#### Quoted passage:
Fuse is a must in any amp.


----------



## Budda (May 29, 2007)

If you want some fun, plug one into a 412 and dime it.


----------



## MarkM (May 23, 2019)

Well I fired these up yesterday, both worked good out of the gates. The one with the fuse sounded a little better so I cranked it to 11 and was having some fun and it cut out and the EL84 looked like it was on fire and that was the end of it! Fuse is not blown but the amp doesn't work anymore. Of course it's the one mounted in the head cabinet so I didn't have time to pull it apart to look inside. That was a brand new tube that Fried!


----------



## Latole (Aug 11, 2020)

"....and it cut out and the EL84 looked like it was on fire and that was the end of it! "
-MarkM

Amp' EL84 need right bias. Bias is a way to hot ; El84 red plating .
Check 220 ohms resistor at V2

Schematic here : 



http://mercurymagnetics.com/images/pdf/schematics/wiring/E-VJ-schem1a.pdf


----------



## Latole (Aug 11, 2020)

Rad here too : 

R14 Cathode Resistor
C5 Cathode Capacitor
The cathode resistor for the power tube interacts with the plate voltage to set the bias of the tube. The stock 220R is a little low, which means the tube is biased too hot. Higher values for R14 result in colder bias. This resistor should be replaced with a 250R or 270R 2W resistor to bias the tube more reasonably, which improves its tone and increases its life.

All here ; https://ashbass.com/AshBassGuitar/vjr/vj_kit_inst.pdf


----------



## MarkM (May 23, 2019)

Appreciate that advise, I will get assistance from my electrical buddy . I learnt my lessons about stored energy playing with big power in Asphalt plants when I shouldn't have been in there. Ah to be young and invincible again!

#### Dataset records:

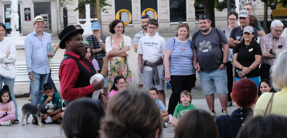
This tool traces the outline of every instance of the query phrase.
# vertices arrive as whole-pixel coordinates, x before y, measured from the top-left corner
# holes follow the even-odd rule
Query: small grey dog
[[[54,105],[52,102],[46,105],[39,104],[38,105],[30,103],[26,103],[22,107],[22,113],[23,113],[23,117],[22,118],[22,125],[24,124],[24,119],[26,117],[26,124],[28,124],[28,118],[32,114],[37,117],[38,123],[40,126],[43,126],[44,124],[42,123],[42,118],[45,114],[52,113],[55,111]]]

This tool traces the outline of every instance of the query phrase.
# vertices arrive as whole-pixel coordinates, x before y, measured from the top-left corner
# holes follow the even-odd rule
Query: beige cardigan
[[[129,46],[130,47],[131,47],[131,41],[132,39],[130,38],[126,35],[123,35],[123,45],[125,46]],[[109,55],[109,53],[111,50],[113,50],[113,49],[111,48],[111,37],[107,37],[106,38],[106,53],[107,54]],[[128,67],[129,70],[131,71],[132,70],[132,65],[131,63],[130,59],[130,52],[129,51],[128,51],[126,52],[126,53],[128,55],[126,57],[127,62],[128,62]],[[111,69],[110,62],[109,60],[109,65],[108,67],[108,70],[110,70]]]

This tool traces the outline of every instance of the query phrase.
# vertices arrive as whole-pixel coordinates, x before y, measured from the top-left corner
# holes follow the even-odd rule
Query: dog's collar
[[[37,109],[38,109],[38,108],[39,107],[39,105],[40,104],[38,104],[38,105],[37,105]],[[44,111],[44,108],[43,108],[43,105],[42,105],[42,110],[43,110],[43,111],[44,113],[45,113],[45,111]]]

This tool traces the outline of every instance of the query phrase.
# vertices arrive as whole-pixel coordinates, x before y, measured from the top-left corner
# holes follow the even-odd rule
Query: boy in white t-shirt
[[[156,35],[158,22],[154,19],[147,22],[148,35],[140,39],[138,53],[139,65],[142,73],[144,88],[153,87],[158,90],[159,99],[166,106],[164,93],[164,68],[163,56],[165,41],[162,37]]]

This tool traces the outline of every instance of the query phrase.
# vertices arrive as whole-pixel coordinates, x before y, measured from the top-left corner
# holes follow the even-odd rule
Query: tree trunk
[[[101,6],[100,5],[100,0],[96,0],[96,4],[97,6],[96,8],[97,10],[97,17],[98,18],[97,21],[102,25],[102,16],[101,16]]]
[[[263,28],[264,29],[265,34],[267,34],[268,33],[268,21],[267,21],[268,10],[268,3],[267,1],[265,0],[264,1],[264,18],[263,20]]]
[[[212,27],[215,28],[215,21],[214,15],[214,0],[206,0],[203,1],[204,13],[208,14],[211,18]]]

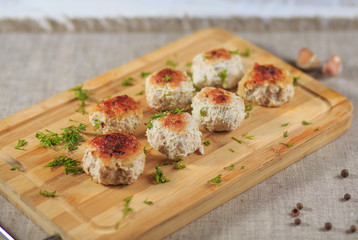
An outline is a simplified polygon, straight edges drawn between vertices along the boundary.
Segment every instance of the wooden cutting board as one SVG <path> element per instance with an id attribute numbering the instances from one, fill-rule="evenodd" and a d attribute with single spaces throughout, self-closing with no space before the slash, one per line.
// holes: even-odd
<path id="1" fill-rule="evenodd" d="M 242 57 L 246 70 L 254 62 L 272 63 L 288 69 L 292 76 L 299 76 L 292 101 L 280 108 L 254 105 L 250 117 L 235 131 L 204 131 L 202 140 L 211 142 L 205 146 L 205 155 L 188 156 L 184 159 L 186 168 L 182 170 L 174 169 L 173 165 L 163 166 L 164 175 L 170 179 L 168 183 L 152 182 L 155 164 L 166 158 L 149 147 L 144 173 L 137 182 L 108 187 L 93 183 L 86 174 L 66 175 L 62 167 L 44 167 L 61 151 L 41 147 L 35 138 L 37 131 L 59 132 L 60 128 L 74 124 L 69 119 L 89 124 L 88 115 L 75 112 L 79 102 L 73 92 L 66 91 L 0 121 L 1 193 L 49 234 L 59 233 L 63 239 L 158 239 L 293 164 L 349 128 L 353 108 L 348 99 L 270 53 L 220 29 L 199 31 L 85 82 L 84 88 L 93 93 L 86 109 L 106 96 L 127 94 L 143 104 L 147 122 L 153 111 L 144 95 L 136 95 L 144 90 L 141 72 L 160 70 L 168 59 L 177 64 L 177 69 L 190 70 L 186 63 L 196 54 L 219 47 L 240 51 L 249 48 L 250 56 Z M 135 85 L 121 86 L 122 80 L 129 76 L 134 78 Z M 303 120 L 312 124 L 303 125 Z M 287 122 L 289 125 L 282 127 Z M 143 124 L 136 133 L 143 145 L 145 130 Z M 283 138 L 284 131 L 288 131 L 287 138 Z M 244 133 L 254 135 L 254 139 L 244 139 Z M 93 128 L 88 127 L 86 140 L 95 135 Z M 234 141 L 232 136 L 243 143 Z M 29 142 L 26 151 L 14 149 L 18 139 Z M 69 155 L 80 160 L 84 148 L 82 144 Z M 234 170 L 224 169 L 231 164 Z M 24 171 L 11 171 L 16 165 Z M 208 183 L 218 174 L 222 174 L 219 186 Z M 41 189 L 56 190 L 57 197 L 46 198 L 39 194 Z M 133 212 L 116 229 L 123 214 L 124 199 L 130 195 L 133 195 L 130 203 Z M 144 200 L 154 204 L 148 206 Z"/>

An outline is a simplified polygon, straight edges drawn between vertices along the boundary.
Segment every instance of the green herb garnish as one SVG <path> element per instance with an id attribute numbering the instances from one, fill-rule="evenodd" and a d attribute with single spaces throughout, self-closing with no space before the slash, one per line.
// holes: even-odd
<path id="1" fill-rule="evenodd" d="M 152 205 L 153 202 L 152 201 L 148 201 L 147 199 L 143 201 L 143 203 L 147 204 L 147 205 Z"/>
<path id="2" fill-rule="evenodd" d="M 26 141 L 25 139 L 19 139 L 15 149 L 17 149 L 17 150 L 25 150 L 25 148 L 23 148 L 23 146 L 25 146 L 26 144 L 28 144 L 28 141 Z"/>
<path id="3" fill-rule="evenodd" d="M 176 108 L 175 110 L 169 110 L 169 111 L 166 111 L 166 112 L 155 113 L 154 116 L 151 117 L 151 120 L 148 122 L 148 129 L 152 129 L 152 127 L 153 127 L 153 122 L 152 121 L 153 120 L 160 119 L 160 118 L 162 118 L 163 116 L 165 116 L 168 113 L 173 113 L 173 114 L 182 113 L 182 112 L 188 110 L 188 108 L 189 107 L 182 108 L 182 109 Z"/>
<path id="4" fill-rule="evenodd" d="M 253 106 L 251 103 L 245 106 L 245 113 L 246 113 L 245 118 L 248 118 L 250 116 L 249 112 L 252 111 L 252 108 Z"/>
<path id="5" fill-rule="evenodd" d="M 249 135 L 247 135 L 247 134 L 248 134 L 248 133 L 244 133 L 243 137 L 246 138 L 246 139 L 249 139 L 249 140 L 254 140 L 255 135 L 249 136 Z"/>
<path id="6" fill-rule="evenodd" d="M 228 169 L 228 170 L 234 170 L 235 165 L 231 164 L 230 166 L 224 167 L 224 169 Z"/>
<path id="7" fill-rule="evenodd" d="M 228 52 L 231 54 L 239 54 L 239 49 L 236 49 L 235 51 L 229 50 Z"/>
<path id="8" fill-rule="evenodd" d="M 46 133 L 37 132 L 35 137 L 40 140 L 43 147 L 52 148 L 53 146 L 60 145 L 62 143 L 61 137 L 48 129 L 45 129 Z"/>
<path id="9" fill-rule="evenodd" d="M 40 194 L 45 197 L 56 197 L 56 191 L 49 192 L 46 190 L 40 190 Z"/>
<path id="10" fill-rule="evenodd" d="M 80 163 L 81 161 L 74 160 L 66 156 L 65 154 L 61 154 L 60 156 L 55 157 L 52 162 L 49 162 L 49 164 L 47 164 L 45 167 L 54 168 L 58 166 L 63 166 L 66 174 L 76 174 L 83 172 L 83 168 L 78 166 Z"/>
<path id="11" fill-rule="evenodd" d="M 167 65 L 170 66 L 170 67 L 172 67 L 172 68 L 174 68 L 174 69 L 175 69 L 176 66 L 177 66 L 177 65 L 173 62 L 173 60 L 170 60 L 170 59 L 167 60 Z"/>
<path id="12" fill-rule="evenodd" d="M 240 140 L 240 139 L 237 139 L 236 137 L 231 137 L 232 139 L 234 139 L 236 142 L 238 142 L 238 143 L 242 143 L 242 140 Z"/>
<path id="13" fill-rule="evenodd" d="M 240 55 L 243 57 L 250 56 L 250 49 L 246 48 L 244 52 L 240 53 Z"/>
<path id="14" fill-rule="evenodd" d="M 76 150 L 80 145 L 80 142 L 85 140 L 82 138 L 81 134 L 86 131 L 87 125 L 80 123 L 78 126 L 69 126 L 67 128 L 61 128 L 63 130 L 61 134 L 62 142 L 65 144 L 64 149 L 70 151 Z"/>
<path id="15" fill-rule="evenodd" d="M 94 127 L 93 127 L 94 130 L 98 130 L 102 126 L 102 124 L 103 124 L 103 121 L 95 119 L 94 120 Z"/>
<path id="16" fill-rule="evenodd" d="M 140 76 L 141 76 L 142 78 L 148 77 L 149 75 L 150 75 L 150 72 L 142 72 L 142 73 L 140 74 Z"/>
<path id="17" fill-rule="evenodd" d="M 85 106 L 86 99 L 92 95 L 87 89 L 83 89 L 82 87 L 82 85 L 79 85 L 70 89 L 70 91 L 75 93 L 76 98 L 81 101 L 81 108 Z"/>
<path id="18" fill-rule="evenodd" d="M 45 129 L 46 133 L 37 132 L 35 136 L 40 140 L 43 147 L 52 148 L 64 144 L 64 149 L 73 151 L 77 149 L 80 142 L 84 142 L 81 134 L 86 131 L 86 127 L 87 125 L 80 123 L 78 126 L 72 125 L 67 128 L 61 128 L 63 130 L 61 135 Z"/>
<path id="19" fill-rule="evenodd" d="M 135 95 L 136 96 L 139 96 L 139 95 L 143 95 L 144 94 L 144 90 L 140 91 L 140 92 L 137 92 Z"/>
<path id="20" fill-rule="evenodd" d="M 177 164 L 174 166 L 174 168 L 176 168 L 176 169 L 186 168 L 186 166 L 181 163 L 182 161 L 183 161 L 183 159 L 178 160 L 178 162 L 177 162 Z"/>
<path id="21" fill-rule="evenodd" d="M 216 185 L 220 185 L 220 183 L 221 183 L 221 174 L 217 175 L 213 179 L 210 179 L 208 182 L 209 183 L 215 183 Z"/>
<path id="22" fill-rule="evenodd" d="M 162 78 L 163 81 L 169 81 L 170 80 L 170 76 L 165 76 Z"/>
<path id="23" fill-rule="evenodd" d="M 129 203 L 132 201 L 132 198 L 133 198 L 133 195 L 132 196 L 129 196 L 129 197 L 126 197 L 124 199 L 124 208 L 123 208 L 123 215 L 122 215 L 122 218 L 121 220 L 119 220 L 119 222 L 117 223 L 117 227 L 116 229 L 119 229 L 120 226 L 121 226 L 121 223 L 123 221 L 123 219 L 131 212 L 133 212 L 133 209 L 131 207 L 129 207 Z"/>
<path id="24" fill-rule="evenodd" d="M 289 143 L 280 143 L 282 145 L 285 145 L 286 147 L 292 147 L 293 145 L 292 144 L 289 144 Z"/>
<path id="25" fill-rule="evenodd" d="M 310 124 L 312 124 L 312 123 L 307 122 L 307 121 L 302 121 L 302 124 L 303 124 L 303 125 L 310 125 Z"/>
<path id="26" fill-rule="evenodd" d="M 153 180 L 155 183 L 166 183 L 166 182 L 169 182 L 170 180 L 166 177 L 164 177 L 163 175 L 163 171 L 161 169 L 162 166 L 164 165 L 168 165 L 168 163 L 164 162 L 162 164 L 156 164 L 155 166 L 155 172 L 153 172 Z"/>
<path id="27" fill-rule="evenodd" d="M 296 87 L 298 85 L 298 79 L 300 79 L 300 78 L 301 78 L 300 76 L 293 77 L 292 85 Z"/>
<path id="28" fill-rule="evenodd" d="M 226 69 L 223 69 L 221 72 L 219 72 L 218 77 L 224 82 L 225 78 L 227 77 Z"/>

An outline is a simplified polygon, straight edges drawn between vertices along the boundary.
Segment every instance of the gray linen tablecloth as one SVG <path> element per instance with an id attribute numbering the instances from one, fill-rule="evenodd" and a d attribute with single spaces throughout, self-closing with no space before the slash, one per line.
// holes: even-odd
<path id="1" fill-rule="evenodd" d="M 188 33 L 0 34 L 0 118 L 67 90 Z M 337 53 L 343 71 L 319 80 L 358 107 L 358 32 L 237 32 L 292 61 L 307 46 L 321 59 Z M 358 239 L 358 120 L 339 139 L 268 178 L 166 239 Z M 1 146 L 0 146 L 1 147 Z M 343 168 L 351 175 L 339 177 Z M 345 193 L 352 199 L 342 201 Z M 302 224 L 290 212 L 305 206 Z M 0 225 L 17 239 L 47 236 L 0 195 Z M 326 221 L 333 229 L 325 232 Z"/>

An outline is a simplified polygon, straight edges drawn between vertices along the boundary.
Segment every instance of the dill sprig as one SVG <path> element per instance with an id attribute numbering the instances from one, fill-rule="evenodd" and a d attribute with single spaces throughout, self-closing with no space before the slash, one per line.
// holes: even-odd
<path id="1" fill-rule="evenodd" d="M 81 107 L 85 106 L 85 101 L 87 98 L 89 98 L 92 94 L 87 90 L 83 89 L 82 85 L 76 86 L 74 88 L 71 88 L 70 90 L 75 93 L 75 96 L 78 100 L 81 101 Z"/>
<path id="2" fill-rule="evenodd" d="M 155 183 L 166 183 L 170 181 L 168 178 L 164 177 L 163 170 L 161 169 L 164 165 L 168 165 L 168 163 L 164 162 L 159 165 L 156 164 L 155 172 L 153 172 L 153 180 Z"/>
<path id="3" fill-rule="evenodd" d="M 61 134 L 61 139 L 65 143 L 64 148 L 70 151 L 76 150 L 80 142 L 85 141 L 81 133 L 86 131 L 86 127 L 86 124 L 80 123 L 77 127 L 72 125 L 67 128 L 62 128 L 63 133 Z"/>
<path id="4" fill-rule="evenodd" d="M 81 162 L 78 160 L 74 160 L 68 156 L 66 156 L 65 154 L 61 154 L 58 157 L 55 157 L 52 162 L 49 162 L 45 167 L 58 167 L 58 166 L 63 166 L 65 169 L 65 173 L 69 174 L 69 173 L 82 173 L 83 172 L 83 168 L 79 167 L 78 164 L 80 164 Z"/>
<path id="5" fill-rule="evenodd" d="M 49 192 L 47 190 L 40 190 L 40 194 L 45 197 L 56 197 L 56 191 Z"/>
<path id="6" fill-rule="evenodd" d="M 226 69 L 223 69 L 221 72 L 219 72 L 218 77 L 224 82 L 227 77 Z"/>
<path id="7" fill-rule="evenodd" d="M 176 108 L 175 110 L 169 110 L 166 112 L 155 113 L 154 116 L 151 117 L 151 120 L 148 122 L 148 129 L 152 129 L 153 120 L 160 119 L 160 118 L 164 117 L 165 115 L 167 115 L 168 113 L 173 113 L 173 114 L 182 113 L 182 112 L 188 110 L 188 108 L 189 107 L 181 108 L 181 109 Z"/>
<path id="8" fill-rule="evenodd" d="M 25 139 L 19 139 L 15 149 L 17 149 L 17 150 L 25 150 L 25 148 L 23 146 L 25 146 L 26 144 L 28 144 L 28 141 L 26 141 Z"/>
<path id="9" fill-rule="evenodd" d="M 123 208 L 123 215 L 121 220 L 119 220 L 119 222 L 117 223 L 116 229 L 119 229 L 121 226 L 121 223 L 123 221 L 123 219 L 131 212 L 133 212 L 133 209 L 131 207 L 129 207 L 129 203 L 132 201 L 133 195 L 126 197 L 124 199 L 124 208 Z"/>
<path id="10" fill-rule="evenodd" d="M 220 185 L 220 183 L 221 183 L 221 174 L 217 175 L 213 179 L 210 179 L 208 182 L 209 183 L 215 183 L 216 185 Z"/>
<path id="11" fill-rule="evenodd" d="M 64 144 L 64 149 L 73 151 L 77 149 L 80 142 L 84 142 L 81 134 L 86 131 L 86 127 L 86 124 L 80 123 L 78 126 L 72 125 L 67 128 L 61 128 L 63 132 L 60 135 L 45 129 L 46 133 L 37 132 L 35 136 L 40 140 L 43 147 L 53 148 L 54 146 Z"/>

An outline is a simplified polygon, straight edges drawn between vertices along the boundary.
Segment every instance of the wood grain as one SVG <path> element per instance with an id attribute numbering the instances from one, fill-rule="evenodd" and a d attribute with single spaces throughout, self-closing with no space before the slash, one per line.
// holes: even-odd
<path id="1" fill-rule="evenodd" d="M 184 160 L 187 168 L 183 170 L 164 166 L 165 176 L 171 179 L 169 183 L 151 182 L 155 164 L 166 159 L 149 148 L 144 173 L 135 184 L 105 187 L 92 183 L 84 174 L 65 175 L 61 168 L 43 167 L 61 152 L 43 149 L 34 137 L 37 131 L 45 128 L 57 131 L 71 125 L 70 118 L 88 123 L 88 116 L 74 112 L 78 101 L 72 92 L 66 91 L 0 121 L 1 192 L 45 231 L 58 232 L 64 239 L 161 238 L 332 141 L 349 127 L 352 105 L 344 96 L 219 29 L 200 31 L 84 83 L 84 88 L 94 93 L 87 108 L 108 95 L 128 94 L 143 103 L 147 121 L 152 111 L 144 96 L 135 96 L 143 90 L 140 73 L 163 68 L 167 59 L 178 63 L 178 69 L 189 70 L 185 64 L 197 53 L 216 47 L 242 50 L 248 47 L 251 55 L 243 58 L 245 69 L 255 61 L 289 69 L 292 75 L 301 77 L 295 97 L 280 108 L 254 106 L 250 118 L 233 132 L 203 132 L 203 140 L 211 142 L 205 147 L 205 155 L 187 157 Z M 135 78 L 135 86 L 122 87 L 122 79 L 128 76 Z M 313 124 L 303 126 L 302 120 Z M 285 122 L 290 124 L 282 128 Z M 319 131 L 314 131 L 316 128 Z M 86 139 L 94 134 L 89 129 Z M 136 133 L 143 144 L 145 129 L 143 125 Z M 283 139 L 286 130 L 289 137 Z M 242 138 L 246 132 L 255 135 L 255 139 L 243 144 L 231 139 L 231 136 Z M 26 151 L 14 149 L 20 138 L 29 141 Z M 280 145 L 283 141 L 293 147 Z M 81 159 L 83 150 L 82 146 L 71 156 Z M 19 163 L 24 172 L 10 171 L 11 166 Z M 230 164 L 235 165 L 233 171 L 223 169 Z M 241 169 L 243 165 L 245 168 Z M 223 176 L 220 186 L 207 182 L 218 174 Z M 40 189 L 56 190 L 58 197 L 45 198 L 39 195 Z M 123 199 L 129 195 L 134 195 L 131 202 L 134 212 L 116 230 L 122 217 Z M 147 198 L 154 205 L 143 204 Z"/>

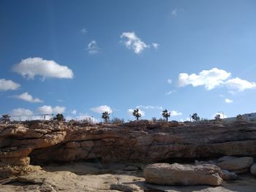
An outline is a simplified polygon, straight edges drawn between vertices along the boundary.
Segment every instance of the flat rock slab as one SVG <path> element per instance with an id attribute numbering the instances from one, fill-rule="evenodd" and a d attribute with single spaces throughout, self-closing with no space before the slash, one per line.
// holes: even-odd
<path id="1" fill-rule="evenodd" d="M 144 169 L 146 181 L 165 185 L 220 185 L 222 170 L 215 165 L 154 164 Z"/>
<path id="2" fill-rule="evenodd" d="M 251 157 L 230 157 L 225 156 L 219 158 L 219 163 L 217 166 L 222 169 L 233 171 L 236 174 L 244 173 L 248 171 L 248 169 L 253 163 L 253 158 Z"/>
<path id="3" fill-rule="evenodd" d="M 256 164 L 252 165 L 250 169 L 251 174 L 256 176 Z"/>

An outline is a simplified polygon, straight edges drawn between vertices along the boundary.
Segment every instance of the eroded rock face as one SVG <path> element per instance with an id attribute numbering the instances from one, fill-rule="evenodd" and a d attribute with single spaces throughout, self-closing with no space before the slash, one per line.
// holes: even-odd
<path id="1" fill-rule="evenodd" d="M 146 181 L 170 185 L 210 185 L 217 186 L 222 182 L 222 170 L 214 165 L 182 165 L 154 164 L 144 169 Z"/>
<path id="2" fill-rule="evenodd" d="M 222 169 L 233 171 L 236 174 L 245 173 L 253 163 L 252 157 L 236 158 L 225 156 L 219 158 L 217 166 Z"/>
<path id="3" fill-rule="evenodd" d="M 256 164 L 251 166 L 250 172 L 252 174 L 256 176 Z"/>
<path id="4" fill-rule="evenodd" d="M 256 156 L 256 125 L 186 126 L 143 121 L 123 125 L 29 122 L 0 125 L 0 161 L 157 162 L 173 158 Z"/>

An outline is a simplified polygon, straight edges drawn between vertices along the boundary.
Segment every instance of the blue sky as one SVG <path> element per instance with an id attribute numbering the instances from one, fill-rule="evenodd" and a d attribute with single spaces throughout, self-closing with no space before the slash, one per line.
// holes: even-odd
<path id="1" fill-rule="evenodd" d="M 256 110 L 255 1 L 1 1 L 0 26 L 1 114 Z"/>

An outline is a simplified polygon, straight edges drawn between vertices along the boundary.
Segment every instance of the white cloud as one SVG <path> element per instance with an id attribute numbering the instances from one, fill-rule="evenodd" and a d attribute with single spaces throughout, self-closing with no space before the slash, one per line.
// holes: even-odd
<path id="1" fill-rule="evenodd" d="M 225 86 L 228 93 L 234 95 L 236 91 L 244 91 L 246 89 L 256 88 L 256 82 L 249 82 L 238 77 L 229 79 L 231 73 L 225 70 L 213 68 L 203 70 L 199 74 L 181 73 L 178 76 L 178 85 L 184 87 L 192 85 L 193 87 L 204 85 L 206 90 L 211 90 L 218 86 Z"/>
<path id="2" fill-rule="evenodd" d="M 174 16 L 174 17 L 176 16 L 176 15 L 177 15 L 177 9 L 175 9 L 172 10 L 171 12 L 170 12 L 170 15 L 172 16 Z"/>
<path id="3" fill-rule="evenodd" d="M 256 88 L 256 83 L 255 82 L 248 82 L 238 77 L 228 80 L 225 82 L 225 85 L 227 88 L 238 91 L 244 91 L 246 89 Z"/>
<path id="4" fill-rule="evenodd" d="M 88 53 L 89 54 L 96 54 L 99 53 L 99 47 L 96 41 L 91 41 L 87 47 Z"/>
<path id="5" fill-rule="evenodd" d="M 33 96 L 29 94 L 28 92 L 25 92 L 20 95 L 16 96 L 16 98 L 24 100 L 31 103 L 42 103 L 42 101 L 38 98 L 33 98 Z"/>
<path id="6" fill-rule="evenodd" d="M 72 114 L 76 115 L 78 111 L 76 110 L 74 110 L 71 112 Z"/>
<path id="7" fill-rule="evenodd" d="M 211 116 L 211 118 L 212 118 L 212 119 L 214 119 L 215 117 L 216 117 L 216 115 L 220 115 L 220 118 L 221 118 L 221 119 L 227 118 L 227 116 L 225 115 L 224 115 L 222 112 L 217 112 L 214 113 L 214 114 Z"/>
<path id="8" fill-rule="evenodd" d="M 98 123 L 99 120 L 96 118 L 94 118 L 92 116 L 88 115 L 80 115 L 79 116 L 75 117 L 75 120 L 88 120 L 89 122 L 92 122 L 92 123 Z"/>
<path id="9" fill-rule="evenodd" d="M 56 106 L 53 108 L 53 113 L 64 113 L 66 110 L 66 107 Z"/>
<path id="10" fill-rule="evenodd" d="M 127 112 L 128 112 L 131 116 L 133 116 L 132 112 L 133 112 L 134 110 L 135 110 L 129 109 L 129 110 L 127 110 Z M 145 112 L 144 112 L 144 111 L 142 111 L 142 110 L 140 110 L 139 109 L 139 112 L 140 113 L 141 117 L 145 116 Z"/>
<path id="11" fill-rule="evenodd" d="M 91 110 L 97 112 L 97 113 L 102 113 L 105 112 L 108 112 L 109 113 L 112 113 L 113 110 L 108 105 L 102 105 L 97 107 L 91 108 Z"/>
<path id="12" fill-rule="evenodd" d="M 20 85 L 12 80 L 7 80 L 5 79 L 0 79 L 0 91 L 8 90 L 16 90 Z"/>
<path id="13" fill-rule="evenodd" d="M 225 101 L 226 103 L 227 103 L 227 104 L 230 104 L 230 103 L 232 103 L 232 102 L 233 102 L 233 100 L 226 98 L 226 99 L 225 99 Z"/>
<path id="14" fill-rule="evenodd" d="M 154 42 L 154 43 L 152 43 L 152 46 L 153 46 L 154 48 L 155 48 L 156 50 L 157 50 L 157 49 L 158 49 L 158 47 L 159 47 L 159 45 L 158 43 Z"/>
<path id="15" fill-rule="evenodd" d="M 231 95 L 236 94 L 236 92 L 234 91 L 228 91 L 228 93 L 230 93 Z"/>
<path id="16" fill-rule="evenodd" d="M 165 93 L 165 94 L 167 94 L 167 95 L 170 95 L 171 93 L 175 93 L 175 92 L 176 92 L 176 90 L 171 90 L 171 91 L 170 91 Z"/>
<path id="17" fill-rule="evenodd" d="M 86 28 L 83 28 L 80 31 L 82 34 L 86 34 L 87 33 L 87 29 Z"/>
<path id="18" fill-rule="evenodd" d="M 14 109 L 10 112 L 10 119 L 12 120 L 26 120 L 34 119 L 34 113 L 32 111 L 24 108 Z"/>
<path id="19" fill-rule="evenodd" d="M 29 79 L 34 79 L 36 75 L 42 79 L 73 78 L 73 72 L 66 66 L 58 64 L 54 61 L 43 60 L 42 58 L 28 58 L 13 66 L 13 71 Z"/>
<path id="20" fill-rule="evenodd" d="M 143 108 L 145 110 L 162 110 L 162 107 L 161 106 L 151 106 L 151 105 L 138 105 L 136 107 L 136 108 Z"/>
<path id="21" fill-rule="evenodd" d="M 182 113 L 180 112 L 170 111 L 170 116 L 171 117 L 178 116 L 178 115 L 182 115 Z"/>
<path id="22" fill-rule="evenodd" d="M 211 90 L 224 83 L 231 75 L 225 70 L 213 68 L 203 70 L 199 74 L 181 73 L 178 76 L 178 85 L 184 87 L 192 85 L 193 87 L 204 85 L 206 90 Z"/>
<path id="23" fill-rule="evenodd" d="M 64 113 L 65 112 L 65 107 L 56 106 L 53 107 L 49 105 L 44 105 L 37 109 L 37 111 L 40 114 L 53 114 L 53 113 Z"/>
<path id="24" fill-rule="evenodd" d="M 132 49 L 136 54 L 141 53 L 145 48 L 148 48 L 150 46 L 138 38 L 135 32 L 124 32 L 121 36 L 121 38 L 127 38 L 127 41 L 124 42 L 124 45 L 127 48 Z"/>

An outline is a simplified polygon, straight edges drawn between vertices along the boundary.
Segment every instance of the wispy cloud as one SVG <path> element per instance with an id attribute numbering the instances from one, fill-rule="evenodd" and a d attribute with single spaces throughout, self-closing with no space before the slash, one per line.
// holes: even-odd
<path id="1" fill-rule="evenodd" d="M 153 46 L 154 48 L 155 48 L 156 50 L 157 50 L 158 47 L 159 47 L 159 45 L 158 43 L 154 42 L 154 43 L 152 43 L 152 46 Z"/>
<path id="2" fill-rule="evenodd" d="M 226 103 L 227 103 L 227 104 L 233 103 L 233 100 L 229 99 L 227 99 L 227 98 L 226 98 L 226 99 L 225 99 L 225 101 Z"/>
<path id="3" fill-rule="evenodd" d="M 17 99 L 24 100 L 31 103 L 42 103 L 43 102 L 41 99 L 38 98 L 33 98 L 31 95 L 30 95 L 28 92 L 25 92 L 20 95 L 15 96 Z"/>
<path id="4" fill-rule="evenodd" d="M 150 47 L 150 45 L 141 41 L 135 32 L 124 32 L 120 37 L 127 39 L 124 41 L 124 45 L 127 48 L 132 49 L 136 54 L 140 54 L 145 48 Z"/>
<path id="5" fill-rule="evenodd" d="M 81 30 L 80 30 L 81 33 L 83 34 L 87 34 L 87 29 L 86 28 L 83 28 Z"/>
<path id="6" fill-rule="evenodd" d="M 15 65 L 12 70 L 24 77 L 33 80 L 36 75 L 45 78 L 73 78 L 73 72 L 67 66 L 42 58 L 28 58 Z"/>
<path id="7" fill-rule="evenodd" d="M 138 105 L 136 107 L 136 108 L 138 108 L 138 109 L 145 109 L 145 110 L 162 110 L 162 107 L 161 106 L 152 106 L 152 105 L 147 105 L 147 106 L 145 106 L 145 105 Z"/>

#### Written tasks:
a - Reproduce the records from their first line through the line containing "Query: small grey dog", both included, and leave out the pictures.
b - Write the next part of the forum thread about the overheated EL84 amp, starting after its last post.

#### Results of the exercise:
a -
This tool traces the outline of every instance of the query phrase.
# vertices arrive as whole-pixel coordinates, x before y, measured from the top-left corner
# holes follow the even-odd rule
Query: small grey dog

b -
----------



## MarkM (May 23, 2019)

Lincoln said:


> I agree with @greco , I don't think it would advisable to run a tube amp without a fuse. Picture of the messed up fuse holder maybe? There are a few different types. I can't remember where the fuse holder is on a Valve Jr.


















Here is a picture with and without


----------



## Lincoln (Jun 2, 2008)

Are there fuses or a fuse on the circuit board?


----------



## greco (Jul 15, 2007)

Is that an ( somwhat/partially) uncovered solder joint? YIKES!


----------



## MarkM (May 23, 2019)

Why yes it is!

I am not sur I follow you Lincoln?


----------



## Lincoln (Jun 2, 2008)

MarkM said:


> I am not sur I follow you Lincoln?


Don't mind me, I'm just struggling with the lack of a visible fuse or fuse holder on that one amp.


----------



## Guitar101 (Jan 19, 2011)

Here a pic of mine. Pretty sure mine's original.


----------



## MarkM (May 23, 2019)

greco said:


> Personally, I would not want to omit the fuse.
> Rather than an inline style fuse holder, you might want to consider this panel mount style...
> 
> View attachment 332378


I like this setup,mi will be going this way.


----------



## MarkM (May 23, 2019)

Latole said:


> Rad here too :
> 
> R14 Cathode Resistor
> C5 Cathode Capacitor
> ...


Hi Latole
I thought it would be easy to source these resistors and capacitor. I would imagine that there is different quality and I would rather spend a couple more bucks for better quality. Where do you get your parts from?


----------



## MarkM (May 23, 2019)

Latole said:


> Rad here too :
> 
> R14 Cathode Resistor
> C5 Cathode Capacitor
> ...


@Latole thanks for this, @Lincoln was good enough to send me this resistor and I soldered my first circuit board successfully!

Works great now, I will be doing this to the other amp as well. That resistor was black and smelled burnt.

Cheers!


----------



## MarkM (May 23, 2019)

greco said:


> Personally, I would not want to omit the fuse.
> Rather than an inline style fuse holder, you might want to consider this panel mount style...
> 
> View attachment 332378


@greco I took your advise and put this in both amps.


----------



## Lincoln (Jun 2, 2008)

very nice.


----------



## cboutilier (Jan 12, 2016)

Budda said:


> If you want some fun, plug one into a 412 and dime it.


Can confirm. 100% valid.

I've played a lot of bar/pub gigs with my 1x12 halfstack VJr.


----------



## MarkM (May 23, 2019)

I do have an old Marshall half stack that I will play these through. I have a Bit-mo trio mod kit I want to install when I get up the courage to take a project like that on.


----------



## MarkM (May 23, 2019)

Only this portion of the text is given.